REQUESTS:
1. In the text about the Memphis parks, how much did Robert Church Sr. donate toward building the Confederate Memorial Hall?
2. Carry on the text about the Memphis parks from where it stops.

SELECTED TEXT:
>>>>>

Renaming committee member Doug Cupples has great plans to enhance the three parks and keep their names. Interesting ideas: proposed placing a monument to Robert Church Sr. in Confederate Park. Church was the first African American millionaire in the South and he donated $1,000 to construct the Confederate Memorial Hall in 1901 where Confederate Park is now. Also proposed a monument to the U.S. Colored troops in Coppock Park which was a part of Fort Pickering.
No doubt the parks need to be updated and enhanced to educate the public on a war that help create who we are now. Not to mention the money that Civil War Tourism generates.
I say bill the city council....they started this mess.
"When General Forrest died in 1877 it is noteworthy that his funeral in Memphis was attended not only by a throng of thousands of whites but by thousands of blacks as well. The funeral procession was over two miles long and was attended by over 10,000 area residents, including 3000 black citizens paying their respects."
Aren't we a fickle bunch? You have to judge people in their own time period, if you want to continue to honor the past. If not then let's just all agree to forget it and have "currently popular parks" instead of "historic parks".
Forrest's speech to the Independent Order of Pole-Bearers Association July 5, 1875.

<<<<<

DATA EXCERPT:

>>>>>

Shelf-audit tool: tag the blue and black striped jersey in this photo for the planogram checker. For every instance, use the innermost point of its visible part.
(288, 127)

<<<<<

RESPONSES BY TASK:
1. He donated $1,000, in 1901.

2.
A convention and BBQ was held by the Independent Order of Pole-Bearers Association at the fairgrounds of Memphis, five miles east of the city. An invitation to speak was conveyed to General Nathan Bedford Forrest, one of the city's most prominent citizens, and one of the foremost cavalry commanders in the late War Between the States. This was the first invitation granted to a white man to speak at this gathering. The invitation's purpose, one of the leaders said, was to extend peace, joy, and union, and following a brief welcoming address a Miss Lou Lewis, daughter of an officer of the Pole-Bearers, brought forward flowers and assurances that she conveyed them as a token of good will. After Miss Lewis handed him the flowers, General Forrest responded with a short speech that, in the contemporary pages of the Memphis Appeal, evinces Forrest's racial open-mindedness that seemed to have been growing in him.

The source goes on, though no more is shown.